§ **Material**:
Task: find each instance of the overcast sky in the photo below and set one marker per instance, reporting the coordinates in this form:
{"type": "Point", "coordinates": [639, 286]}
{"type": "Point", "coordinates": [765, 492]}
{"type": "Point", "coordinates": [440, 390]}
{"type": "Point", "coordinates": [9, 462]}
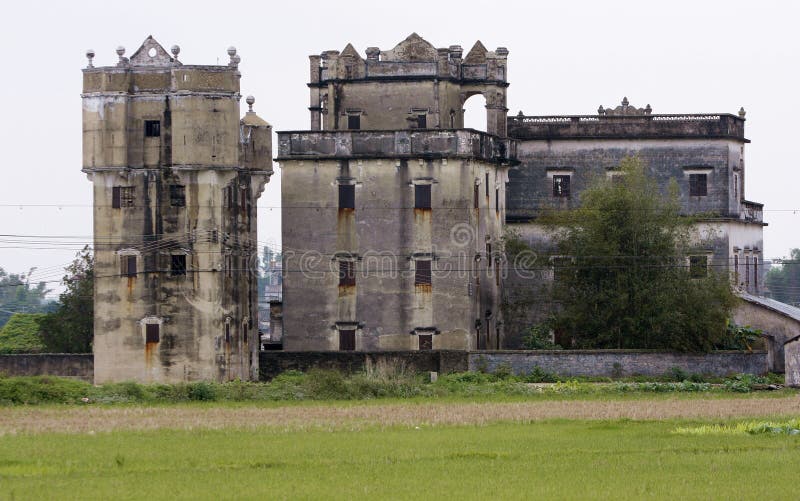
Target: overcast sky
{"type": "Point", "coordinates": [565, 58]}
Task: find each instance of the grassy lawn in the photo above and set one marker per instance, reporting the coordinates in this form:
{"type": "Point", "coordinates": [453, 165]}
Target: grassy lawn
{"type": "Point", "coordinates": [547, 458]}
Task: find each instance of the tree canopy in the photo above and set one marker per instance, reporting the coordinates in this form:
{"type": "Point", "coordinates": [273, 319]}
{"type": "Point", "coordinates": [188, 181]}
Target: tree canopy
{"type": "Point", "coordinates": [624, 271]}
{"type": "Point", "coordinates": [783, 281]}
{"type": "Point", "coordinates": [70, 329]}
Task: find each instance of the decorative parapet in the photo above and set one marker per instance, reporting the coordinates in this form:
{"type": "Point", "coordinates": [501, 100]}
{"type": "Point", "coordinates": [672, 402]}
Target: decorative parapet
{"type": "Point", "coordinates": [626, 126]}
{"type": "Point", "coordinates": [402, 144]}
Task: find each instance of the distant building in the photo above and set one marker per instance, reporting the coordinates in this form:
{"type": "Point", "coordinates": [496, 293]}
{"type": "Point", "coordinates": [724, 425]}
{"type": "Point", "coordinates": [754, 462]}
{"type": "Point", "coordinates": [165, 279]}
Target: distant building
{"type": "Point", "coordinates": [176, 177]}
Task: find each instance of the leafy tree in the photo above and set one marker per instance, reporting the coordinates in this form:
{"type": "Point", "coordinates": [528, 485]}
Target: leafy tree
{"type": "Point", "coordinates": [70, 329]}
{"type": "Point", "coordinates": [783, 281]}
{"type": "Point", "coordinates": [622, 272]}
{"type": "Point", "coordinates": [21, 334]}
{"type": "Point", "coordinates": [17, 295]}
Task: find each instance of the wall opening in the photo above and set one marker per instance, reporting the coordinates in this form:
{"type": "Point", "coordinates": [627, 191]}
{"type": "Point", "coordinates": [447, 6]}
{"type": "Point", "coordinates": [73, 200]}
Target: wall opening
{"type": "Point", "coordinates": [475, 115]}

§ **Task objective**: Could you format everything from the line containing "Task: find each instance of the wall" down to the end of the records above as a JSON list of strings, one string per line, with blank lines left out?

§ **Solution**:
[
  "Task: find each instance of the wall opening in the photo above and set one marker per instance, reporting the coordinates in this form:",
  "{\"type\": \"Point\", \"coordinates\": [627, 191]}",
  "{\"type\": \"Point\", \"coordinates\": [447, 6]}",
  "{\"type\": \"Point\", \"coordinates\": [73, 200]}",
  "Target: wall opening",
  "{\"type\": \"Point\", \"coordinates\": [475, 115]}"
]